Stored entries:
>> BEGIN
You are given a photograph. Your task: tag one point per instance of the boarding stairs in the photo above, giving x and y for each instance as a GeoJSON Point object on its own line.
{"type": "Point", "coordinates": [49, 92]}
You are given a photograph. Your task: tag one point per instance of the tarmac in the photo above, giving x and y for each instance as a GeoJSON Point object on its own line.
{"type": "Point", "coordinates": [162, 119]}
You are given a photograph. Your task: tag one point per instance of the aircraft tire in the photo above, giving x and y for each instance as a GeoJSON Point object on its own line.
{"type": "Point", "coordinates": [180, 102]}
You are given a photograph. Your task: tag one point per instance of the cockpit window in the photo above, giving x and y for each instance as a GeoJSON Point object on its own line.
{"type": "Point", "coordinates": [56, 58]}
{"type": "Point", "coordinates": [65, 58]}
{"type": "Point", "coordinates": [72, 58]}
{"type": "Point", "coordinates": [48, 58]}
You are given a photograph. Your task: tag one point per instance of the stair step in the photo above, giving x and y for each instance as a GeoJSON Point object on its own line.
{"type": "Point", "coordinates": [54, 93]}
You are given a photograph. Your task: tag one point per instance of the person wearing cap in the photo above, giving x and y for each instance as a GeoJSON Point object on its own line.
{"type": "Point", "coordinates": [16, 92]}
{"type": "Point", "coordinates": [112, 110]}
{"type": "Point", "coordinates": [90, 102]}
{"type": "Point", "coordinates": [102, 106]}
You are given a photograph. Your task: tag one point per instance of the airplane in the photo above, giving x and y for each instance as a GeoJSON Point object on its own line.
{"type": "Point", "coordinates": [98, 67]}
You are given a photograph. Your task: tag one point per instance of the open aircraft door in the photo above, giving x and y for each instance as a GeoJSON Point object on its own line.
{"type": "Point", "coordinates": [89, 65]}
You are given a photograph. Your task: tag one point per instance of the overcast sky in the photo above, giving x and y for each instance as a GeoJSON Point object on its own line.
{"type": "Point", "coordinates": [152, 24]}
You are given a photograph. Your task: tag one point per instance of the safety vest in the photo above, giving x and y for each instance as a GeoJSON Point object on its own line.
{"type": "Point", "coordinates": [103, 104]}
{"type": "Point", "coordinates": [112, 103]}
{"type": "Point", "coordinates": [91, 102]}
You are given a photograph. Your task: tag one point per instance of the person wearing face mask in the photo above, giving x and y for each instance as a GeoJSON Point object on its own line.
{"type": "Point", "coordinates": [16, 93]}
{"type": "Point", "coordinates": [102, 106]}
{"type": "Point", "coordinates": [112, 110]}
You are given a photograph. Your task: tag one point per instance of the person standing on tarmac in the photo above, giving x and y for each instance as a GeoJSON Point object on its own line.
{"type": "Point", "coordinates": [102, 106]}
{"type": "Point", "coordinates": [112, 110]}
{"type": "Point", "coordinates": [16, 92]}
>> END
>> BEGIN
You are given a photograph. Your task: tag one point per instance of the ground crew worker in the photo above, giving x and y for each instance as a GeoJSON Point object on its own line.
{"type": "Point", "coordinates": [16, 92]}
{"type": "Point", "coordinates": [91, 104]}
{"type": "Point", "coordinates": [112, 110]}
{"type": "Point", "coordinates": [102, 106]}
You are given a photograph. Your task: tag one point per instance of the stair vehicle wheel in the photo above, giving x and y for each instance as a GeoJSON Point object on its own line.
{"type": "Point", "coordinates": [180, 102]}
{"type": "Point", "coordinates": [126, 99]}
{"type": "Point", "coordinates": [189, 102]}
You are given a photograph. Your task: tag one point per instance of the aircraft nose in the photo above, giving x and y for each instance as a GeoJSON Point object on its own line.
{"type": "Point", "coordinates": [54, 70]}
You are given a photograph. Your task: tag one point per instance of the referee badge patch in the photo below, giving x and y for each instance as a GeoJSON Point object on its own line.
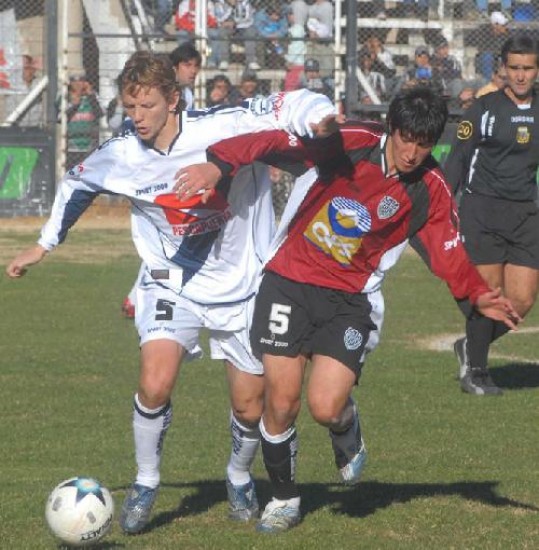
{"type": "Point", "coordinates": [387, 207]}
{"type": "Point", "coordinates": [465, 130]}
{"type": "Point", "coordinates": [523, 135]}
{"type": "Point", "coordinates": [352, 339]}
>> END
**REQUIRED WORK:** Gather every line of the material above that contains the string "tarmac", treating uppercase and lowercase as distinct.

**REPLY:**
You are given a photograph. Your task: tag one point per instance of the tarmac in the photo above, giving x and y for each instance as a GeoJSON Point object on its own line.
You are given a photograph. Your task: tag one point per instance of the person standing on tarmac in the photo above, giving x and y for each instance as a GeoJSON Point object on its own line.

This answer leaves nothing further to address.